== Short exercise ==
Rewrite the rows below as a JSON list of strings, one string per line, leaving out blank lines.

== Data listing ==
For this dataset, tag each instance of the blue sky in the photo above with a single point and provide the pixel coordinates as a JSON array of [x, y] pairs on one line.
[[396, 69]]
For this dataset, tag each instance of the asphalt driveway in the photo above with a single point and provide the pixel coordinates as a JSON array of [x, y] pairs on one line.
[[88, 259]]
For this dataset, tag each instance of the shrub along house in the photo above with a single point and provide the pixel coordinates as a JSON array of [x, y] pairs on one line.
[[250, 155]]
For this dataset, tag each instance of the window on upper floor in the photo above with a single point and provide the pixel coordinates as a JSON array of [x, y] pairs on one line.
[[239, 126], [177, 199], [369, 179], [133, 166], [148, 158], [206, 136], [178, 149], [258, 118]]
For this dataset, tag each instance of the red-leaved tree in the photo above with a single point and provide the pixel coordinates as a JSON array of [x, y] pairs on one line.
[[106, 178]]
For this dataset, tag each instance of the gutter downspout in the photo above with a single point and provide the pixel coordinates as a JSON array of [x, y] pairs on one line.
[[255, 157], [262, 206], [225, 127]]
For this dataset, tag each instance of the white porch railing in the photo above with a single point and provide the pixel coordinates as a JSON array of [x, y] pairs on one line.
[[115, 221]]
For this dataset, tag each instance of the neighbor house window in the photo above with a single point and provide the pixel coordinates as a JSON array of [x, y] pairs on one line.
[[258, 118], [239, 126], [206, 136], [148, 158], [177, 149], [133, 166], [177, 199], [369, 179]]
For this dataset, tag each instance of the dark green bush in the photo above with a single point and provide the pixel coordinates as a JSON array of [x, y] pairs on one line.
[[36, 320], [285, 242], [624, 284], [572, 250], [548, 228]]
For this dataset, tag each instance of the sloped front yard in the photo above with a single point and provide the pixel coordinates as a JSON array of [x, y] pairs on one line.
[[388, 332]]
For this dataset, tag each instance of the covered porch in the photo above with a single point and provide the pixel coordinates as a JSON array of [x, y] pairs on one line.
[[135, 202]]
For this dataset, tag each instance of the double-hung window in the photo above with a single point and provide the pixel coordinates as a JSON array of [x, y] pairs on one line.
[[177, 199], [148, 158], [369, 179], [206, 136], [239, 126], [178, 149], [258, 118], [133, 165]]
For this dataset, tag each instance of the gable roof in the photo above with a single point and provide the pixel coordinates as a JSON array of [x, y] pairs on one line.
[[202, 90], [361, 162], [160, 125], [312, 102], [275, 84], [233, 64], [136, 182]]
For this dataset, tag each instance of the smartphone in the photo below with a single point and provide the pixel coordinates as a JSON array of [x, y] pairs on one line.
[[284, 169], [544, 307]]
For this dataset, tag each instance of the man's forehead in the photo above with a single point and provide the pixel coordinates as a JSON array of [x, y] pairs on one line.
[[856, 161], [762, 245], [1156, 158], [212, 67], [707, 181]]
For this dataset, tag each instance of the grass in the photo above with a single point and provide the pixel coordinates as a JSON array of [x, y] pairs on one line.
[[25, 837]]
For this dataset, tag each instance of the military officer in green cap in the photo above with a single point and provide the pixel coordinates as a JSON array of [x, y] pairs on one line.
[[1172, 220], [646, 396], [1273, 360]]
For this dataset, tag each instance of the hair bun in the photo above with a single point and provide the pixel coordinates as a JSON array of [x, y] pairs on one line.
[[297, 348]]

== Exercise result ==
[
  "For this dataset, tag each instance of the blue sky in the photo above with a single point and provide the pixel coordinates as a JSON array of [x, y] pairs on one line.",
  "[[396, 69]]",
  "For this dataset, tag each instance of the asphalt driveway in the photo above with a single point and provide the pixel coordinates as a JSON array of [x, y] pairs on one line.",
  "[[88, 259]]",
  "For this dataset, tag each instance of the shrub along house in the photo above with a single point and provide the pixel coordinates as a JSON array of [x, y] pairs on one line.",
  "[[250, 155]]",
  "For this dataset, tag each instance of the window on upper floor in the photo above with a single point and provide the pixel coordinates as a JSON array of [x, y] pairs on one line.",
  "[[239, 126], [177, 199], [369, 179], [133, 166], [148, 158], [206, 136], [178, 149], [258, 118]]",
  "For this dataset, tag each instance of the red-leaved tree in the photo above with a single point and provide the pixel coordinates as a JSON array of [x, y] pairs on one line.",
  "[[106, 178]]",
  "For this dataset, tag each instance of the gutter downspout in the photo above with a single point and provide the pixel coordinates as a JSON array of [x, y] pairs on one line.",
  "[[255, 157], [262, 206], [225, 127]]",
  "For this dataset, tag each instance of the white porch railing in the photo above with a single point and provide the pixel coordinates as a JSON array of [x, y] pairs on one line.",
  "[[115, 221]]",
  "For this dataset, tag each instance of the neighbor house window in the photo above with a single point and provide the pixel coordinates as a JSON array of [x, y] pairs on one line.",
  "[[258, 118], [239, 126], [206, 136], [148, 158], [177, 149], [133, 166], [177, 199], [369, 179]]",
  "For this dataset, tag each instance of the dark green bush in the photo above with a single point and provide the pixel coordinates as a JSON array of [x, y] pairs on one line.",
  "[[36, 320], [285, 242], [624, 284], [572, 250], [548, 228]]",
  "For this dataset, tag each instance of the sloped front yard in the photo above with a single point and provide the pixel coordinates as a JSON array of [x, y] pairs on one line.",
  "[[388, 332]]",
  "For this dataset, tag each instance of the covered porch in the photo above with a single point and provide the pixel coordinates as a JSON array of [x, y] pairs on one line.",
  "[[135, 202]]",
  "For this dataset, tag each instance of the double-hung window in the photo above with a single point and provide the pixel coordinates as a JSON array of [x, y] pairs on one line.",
  "[[177, 199], [148, 158], [369, 179], [206, 136], [239, 126], [178, 149], [258, 118], [133, 165]]",
  "For this dataset, tag each instance of the gable roof in the photo above with a single point and provide the pixel coordinates as a JSON array of [x, y] pairs on one line.",
  "[[202, 90], [361, 162], [160, 125], [312, 102], [275, 84], [233, 64], [136, 182]]",
  "For this dataset, tag each instance of the smartphone in the photo below with a single point and provide the pixel coordinates as a JSON array of [x, y] pairs on one line.",
  "[[284, 169], [544, 307]]",
  "For this dataset, tag each instance of the man's forehead in the photo above with a single point and provide the pixel coordinates as a JSON array of [x, y] pairs on one line.",
  "[[856, 161], [762, 245], [1156, 158], [212, 67], [707, 181]]",
  "For this dataset, tag each instance of the grass in the photo above with a single point and provide the pixel coordinates as a JSON array of [x, y] pairs on one line.",
  "[[25, 837]]",
  "For this dataset, tag each instance of the military officer in green cap in the photo above with a single point and provide the pixel coordinates as a JSON array of [x, y] pairs on one line.",
  "[[1172, 220], [646, 396], [1273, 360]]",
  "For this dataset, tag each instance of the hair bun in the photo above with a single point and provide the pixel coordinates as a JSON array of [x, y] pairs on one line.",
  "[[297, 348]]"
]